Count the lines of the data below that contain the string "girl", treating uppercase and lowercase letters as different. Reply with the number alone.

• _RECORDS SHOWN_
* * * * * * *
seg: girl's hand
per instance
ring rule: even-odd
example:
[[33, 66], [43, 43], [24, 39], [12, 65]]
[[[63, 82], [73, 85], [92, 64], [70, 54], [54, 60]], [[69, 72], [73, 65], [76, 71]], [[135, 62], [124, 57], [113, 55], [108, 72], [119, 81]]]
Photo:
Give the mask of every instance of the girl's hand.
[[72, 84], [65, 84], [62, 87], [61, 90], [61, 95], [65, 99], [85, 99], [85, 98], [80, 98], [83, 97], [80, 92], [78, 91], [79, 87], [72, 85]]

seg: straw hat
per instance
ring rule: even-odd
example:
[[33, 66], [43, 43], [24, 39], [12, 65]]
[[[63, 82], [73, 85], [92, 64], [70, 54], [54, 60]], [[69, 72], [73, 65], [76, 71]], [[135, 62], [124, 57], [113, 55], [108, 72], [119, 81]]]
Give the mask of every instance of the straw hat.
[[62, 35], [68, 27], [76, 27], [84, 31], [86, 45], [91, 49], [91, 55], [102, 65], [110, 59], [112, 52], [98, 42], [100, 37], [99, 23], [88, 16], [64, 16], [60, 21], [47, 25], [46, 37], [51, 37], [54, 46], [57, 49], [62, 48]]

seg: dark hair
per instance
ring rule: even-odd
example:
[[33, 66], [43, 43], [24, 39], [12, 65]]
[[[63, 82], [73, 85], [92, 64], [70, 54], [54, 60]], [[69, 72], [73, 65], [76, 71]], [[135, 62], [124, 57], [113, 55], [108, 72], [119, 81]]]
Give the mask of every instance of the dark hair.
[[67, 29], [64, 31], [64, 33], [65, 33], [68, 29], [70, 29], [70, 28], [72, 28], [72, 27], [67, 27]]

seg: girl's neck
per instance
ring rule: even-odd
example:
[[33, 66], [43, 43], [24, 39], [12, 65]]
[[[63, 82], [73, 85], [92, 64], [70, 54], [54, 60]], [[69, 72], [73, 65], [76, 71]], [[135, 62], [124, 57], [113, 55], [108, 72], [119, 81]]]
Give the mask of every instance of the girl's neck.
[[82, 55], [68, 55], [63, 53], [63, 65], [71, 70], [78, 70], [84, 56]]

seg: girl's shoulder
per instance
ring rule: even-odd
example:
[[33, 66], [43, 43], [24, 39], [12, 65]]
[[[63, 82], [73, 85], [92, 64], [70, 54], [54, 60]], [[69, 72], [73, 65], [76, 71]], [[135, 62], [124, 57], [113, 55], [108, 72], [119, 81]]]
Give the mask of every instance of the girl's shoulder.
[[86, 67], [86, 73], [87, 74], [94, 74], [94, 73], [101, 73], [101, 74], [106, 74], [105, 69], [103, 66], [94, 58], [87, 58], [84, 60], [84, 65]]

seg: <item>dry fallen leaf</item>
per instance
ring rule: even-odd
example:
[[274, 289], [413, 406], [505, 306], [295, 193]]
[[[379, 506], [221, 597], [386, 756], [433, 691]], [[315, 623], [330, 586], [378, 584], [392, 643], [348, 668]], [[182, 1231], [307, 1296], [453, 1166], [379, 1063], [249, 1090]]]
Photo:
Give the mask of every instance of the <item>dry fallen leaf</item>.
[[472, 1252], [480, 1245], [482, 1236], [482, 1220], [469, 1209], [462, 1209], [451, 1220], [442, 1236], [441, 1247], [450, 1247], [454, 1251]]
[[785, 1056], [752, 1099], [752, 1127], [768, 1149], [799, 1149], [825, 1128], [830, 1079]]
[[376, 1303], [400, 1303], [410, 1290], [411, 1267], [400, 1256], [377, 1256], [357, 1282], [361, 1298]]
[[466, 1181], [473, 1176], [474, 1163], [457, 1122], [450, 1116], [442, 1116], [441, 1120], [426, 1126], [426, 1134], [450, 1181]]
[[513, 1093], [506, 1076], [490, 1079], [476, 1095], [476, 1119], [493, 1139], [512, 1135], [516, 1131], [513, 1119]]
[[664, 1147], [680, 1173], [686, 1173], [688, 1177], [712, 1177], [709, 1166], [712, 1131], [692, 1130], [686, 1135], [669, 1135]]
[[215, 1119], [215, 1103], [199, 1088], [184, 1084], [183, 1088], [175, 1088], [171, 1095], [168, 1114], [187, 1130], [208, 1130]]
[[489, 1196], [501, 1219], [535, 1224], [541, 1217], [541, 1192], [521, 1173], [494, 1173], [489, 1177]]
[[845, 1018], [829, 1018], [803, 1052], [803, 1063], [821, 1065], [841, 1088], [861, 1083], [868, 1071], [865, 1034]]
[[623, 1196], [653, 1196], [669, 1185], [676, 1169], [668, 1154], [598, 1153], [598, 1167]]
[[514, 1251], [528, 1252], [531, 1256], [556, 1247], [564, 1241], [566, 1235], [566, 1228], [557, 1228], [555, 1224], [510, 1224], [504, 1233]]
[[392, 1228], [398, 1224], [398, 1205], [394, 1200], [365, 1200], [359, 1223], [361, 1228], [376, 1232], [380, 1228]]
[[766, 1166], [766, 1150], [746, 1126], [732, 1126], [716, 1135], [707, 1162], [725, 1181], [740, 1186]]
* * * * * * *
• _WORKED SOLUTION_
6